## YOUR OBJECTIVE
I would like the entries transcribed word for word, please, with the pictures removed.

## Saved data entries
◆ ◆ ◆

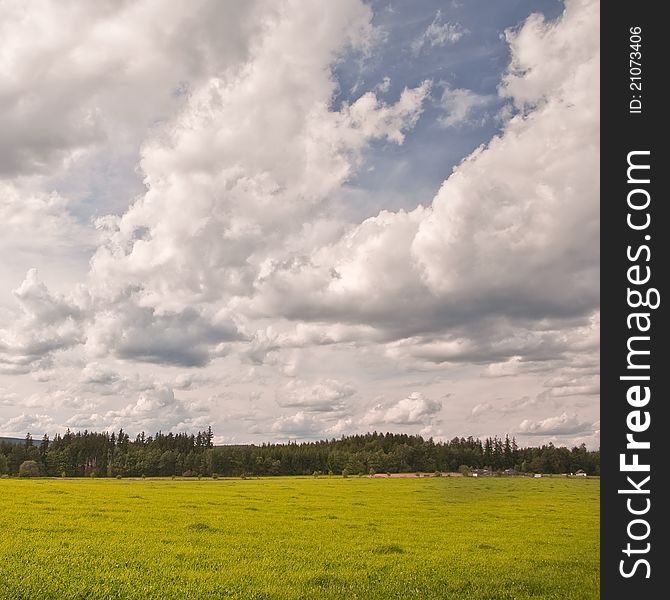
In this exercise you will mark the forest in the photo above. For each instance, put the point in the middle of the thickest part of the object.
(92, 454)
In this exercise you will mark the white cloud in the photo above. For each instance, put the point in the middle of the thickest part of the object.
(563, 424)
(413, 410)
(326, 396)
(460, 106)
(438, 34)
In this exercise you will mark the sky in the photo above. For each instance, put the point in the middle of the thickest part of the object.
(297, 220)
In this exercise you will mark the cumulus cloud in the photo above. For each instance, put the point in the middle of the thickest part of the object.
(438, 34)
(46, 323)
(128, 65)
(326, 396)
(563, 424)
(460, 106)
(505, 260)
(28, 423)
(413, 410)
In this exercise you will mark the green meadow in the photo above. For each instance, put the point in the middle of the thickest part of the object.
(300, 538)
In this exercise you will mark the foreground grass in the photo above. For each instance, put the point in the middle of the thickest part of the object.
(300, 538)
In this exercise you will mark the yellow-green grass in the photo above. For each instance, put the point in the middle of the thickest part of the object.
(308, 538)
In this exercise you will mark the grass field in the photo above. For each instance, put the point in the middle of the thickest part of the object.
(281, 538)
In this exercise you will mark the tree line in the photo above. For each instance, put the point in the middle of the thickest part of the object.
(93, 454)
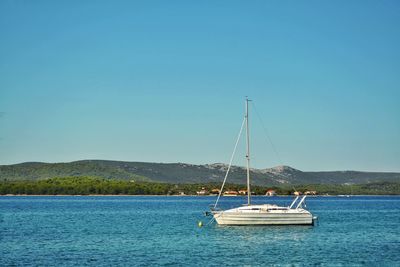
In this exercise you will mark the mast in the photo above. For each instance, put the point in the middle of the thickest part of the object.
(248, 152)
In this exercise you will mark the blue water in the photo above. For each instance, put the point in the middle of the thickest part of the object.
(148, 231)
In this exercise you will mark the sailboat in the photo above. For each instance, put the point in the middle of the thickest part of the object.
(260, 214)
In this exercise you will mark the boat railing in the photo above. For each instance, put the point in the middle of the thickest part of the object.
(299, 204)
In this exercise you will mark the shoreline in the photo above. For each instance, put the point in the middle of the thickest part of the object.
(102, 195)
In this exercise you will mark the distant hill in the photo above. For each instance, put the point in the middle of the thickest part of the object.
(185, 173)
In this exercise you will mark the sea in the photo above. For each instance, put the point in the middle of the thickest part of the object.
(164, 231)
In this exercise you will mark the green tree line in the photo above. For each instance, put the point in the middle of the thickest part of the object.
(88, 185)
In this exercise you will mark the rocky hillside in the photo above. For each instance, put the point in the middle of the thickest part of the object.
(185, 173)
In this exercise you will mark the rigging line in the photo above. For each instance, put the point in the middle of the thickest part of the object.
(267, 135)
(230, 163)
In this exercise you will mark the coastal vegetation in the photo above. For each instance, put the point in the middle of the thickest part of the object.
(90, 185)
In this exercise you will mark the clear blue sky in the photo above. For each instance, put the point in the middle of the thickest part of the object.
(164, 81)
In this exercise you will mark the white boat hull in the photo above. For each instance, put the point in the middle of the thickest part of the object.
(242, 216)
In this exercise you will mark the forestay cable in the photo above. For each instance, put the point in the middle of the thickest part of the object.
(266, 134)
(230, 162)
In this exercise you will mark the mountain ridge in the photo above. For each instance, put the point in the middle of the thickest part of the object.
(186, 173)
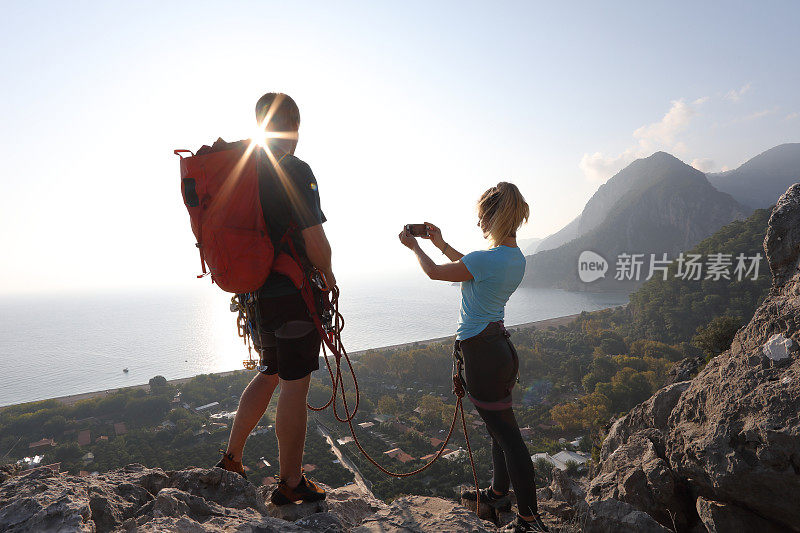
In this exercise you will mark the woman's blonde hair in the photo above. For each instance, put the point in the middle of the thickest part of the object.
(502, 210)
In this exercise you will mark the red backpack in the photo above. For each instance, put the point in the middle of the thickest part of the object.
(219, 186)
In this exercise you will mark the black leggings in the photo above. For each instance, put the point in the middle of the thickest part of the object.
(511, 462)
(490, 371)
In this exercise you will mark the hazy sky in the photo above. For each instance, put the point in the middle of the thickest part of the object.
(409, 111)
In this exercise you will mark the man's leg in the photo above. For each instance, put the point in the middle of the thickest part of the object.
(290, 428)
(253, 403)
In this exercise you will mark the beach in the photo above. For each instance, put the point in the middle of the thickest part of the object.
(539, 324)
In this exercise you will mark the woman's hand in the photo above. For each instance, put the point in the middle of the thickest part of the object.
(408, 240)
(435, 236)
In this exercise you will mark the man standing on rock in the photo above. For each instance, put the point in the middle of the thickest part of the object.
(284, 335)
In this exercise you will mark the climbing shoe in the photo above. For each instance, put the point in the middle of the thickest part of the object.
(227, 463)
(305, 491)
(500, 502)
(519, 525)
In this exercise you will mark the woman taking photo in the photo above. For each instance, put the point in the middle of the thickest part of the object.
(488, 278)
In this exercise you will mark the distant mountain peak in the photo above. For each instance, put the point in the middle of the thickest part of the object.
(762, 179)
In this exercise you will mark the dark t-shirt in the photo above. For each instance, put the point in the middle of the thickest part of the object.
(289, 193)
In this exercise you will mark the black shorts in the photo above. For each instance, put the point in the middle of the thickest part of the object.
(286, 339)
(490, 368)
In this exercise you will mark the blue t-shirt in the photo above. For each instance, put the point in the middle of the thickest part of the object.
(496, 274)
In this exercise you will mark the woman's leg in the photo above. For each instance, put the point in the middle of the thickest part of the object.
(502, 425)
(500, 480)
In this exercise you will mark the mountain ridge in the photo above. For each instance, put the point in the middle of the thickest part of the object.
(667, 206)
(759, 181)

◆ ◆ ◆

## WORKED SOLUTION
In this exercise you will mark the forest in the photo above. For each instance, put the point in the middle of the thickest part of the object.
(92, 454)
In this exercise you will mark the white cloud in the photo above. For each instance, put the point in the middle of the thickest part of the object.
(563, 424)
(413, 410)
(326, 396)
(460, 106)
(438, 34)
In this exercise you will mark the sky in the photo above. For each instance, put the point in the middle of the thickest part of the object.
(297, 220)
In this exercise you will mark the cumulus cloud in the photo above. For each instance, put the point in the middle of the thickest part of the object.
(438, 34)
(46, 323)
(128, 65)
(326, 396)
(563, 424)
(460, 106)
(505, 260)
(28, 423)
(413, 410)
In this exercise you will mark the green meadow in the photo above. For each instance, put the point in the middle of the thickest part of the object.
(300, 538)
In this exercise you will mark the foreground grass in the photo above. For each instance, put the point in the middle of the thickest part of the object.
(300, 538)
In this exercise you will mark the yellow-green grass in the photo above. For each instance, put the point in the middle of the thickest part of the object.
(308, 538)
In this exercise you will mark the grass field in the photo above. For each instance, put the point in the middle of the thickest part of the object.
(281, 538)
In this exercise you will mark the tree line in the photo above. For each instance, put the point in the middle of the thickest part of the object.
(93, 454)
In this exercise you will mark the mast in the photo above. For each instance, put the point in the middle of the thickest part of the object.
(248, 152)
In this exercise you will mark the blue water in the photo above. For each instance, put the point in the middle of the thickest part of the object.
(148, 231)
In this exercise you will mark the sailboat in the photo above. For each instance, put the point in the middle of the thickest part of the object.
(260, 214)
In this exercise you will mark the boat railing in the photo above. For each instance, put the point in the middle of the thickest part of the object.
(299, 204)
In this exercise you will mark the shoreline in the photo above. For each instance, put the point in the middle of the thickest part of the object.
(102, 195)
In this exercise you will mark the distant hill in the photo above. For each instance, put the point in the middle of the thickest part of the object.
(185, 173)
In this exercise you will mark the sea in the photo above. For each instance, put the point in the middle of the thickest part of the object.
(164, 231)
In this exercise you will mark the green tree line in the photo above. For each instance, put the point in the middle of the thickest part of the object.
(88, 185)
In this exercise you will mark the rocky hillside in the photo above. For each instance, put the point in the middle of the thickest part of the object.
(185, 173)
In this exercise you will mark the rigging line in the photo above. For each instance, put the point in the middle of the thickest part of the object.
(267, 135)
(230, 163)
In this exercise you will mark the coastal vegetation in the photo above. For each instance, put the point in the middle of the thickest part of the object.
(90, 185)
In this exercise you will mark the clear blue sky in the photo above. For each instance, put the point in the middle of the thickest part of the object.
(164, 81)
In this exercise you will mark the white boat hull in the photo above. For each instance, put the point in the middle of the thickest part of the object.
(242, 216)
In this exercise you will mark the forestay cable in the photo above. For each instance, put the point in the middle of the thickest part of the object.
(266, 134)
(230, 162)
In this exercise you will mark the mountain ridge in the photo above. For each instance, put the point in the middle of the thickest part of the object.
(186, 173)
In this exercise you will mark the woman's blonde hair in the photo above. For each instance, put the point in the middle of the thickest part of the object.
(502, 210)
In this exercise you will mark the red backpack in the photo above. For each instance, put the point in the middle of the thickest part of the object.
(219, 186)
In this exercise you will mark the black leggings in the photo above. For each instance, put the point in the middle of the thickest part of the object.
(511, 462)
(490, 371)
In this exercise you will mark the hazy sky in the photo above. For each instance, put the point in the middle of the thickest part of the object.
(409, 111)
In this exercise you will mark the man's leg in the photo above. For each instance, put the point in the middle of the thickest part of the object.
(290, 428)
(253, 403)
In this exercise you will mark the beach in the photo above. For each instance, put the point in the middle of the thickest part of the object.
(539, 324)
In this exercise you will mark the woman's hand in the photo above. For each instance, put the point in the middle of the thickest part of the object.
(408, 240)
(435, 236)
In this exercise you will mark the man standing on rock in the photo above. For each instance, put the point in the middle of the thickest part of the object.
(284, 335)
In this exercise you will mark the climbing shoe in the photo above. For each instance, put the point in the middle of the thickest part of the object.
(227, 463)
(305, 491)
(500, 502)
(519, 525)
In this exercise you will mark the woman taking photo in the photo above. For each instance, put the point in the middle of the thickest part of the object.
(488, 278)
In this exercise you will mark the distant mountain peak in the photo above. For each instance, put the point in the middle of the thickest part of the object.
(762, 179)
In this exercise you will mark the dark t-shirt in the photo above. For each instance, put the point in the middle of the thickest part of the object.
(289, 193)
In this exercise you will mark the black shorts in the photo above. For each instance, put the point in the middle of the thickest part of the object.
(286, 339)
(490, 368)
In this exercise you will mark the blue t-shirt in the photo above. For each instance, put the point in the middle of the thickest part of the object.
(496, 274)
In this exercise you will mark the woman's leg in the photo above. For each instance, put the point in the middle of the thickest part of the object.
(502, 425)
(500, 480)
In this exercise you will mark the mountain ridge in the photo above. For each instance, put the point in the middle of the thickest part of the object.
(667, 206)
(759, 181)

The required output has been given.